Built around 400BC, the theatre is famous for its exceptional acoustics, which enable spectators, regardless of where they are seated, to hear spoken words from the stage area. Apparently, you can even hear a pin drop or a match being struck centrestage.

I was most impressed with Olympia, where the first Olympic Games were held in 776BC. I listened intently as local specialist Nike recounted how top athletes (men only) representing their hometowns or city-states would train for a year before gathering in Olympia for the competitions.

We walked through the ruins where athletes trained and ran in the ancient stadium.

Next, we visited the adjacent museum, home to several important treasures including the sculptured ornaments from the Temple of Zeus at Olympia, which housed the famous statue of the god that became one of the Seven Wonders of the Ancient World, and the statues of Hermes of Praxiteles and Nike of Paionios.

Be my guest

On the same evening, we had dinner with the Karabelas family — Ms Franca Magrini and her sons Alexis and Francesco Karabelas — at their olive farm, Magna Grecia, in Olympia, as part of Trafalgar’s Be My Guest experience.

Our host, Ms Magrini, greeted us at the door and personally served us freshly baked pies and the local aperitif, ouzo.

This was followed by a sumptuous home-cooked dinner where we were introduced to authentic Greek cuisine.

Amid the revelry and cheers of “yamas”, we raised our glasses in a toast to Canadian travel mate Raymond Tushingham, who had turned 50 that day. In fact, we celebrated three birthdays and a wedding anniversary during the trip, making it a very special one indeed.

Majestic Meteora

On the second-last day, we visited Meteora, an awesome place whose name means “suspended in the air”. Rising up from the plain of Thessaly were huge boulders and immense monoliths, the highest reaching up to 550m.

Incredibly, there are monasteries dating back to the 14th century atop some of these pinnacles.

▶ **Goals**:
**A)** Rewrite the stretch of the Greece travel piece from "Next, we visited" through "local aperitif, ouzo.", putting "supper" wherever "dinner" appears.
**B)** Resume the Greece travel piece from where it stops.
The material after this is separate from the Greece travel piece.

▶ **Dataset content**:
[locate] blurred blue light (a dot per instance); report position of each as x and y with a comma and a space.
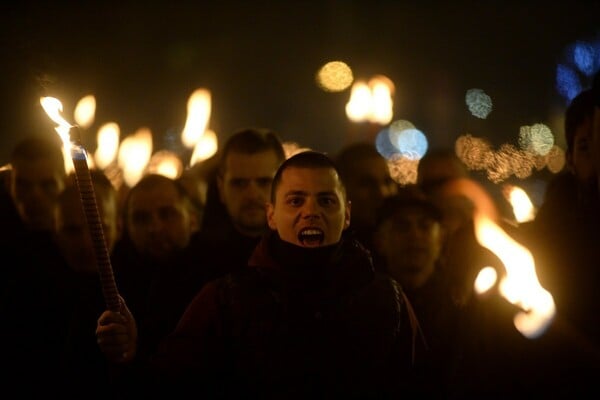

▶ **Answer set**:
**A)**
Next, we visited the adjacent museum, home to several important treasures including the sculptured ornaments from the Temple of Zeus at Olympia, which housed the famous statue of the god that became one of the Seven Wonders of the Ancient World, and the statues of Hermes of Praxiteles and Nike of Paionios.

Be my guest

On the same evening, we had supper with the Karabelas family — Ms Franca Magrini and her sons Alexis and Francesco Karabelas — at their olive farm, Magna Grecia, in Olympia, as part of Trafalgar’s Be My Guest experience.

Our host, Ms Magrini, greeted us at the door and personally served us freshly baked pies and the local aperitif, ouzo.

**B)**
As much as I was inspired by the majesty of my surroundings, the “can do” spirit of the octogenarians in our group enlivened me more, when I saw how they struggled (with good cheer) up dozens of stairs to reach the entrance of the largest monastery, The Grand Meteora.

It was a timely reminder that wanderlust has no expiry date.

When I grow old, I want to follow in their footsteps and continue to explore the wonders of the world.

The writer’s trip was sponsored by Trafalgar.


I flew from Singapore to Athens on Emirates, with a transit at Dubai International Airport.

Sleek and classy were the first words that came to mind when I stepped on board for my Emirates Business Class flight. Business Class travellers are assured of a great experience with flatbed seats, gourmet cuisine and the chance to catch up on the latest blockbusters. I was also pleasantly surprised to receive a stylish Bulgari amenities kit on my long-haul overnight flight.

Good news if you are travelling on Emirates. The airline’s loyalty programme members and their guests can use its luxury lounges at Dubai International Airport for a minimal fee. Visit for more information.

■ Wear comfortable walking shoes as you will be on your feet a lot and there are many steps to climb at most of the ruins, which is easy enough if you are relatively fit and healthy.

■ In summer, tourist sites are filled with visitors, so if you do not want to jostle with the crowds, winter is ideal for those travelling to Athens and mainland Greece.